*** Opening Data under study ***

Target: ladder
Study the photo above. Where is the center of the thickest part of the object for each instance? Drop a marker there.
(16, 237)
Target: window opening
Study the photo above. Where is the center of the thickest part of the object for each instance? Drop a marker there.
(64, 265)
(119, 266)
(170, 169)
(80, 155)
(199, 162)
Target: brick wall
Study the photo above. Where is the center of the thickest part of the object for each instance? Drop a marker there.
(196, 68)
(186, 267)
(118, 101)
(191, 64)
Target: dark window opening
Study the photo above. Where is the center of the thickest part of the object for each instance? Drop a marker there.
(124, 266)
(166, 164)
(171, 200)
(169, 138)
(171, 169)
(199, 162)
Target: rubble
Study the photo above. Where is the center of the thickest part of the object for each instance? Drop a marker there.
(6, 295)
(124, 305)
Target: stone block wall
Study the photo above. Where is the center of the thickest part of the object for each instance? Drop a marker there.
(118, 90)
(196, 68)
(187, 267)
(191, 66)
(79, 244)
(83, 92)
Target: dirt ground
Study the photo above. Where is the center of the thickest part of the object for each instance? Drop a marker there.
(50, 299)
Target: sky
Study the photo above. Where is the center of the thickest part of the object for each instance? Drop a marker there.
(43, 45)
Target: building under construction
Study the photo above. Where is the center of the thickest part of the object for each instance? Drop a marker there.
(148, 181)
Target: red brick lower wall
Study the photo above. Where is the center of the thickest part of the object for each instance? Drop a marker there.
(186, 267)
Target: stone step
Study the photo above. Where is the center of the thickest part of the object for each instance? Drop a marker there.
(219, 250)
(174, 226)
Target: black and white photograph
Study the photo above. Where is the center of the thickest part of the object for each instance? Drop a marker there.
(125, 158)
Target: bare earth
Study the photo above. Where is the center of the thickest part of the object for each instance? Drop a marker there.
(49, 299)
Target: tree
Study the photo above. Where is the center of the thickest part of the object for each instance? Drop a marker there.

*** Closing Data under study ***

▶ [Directions]
The lines from the one containing "Target: bare earth" through the final line of the entries above are to be printed exactly, with nothing added.

▶ [Solution below]
Target: bare earth
Study the photo above. Where is the center of the thickest part of the object for each instance? Drop a marker there.
(49, 299)
Target: tree
Study the photo above. Where is the center of the thickest part of the object for each instance? Drop a marker there.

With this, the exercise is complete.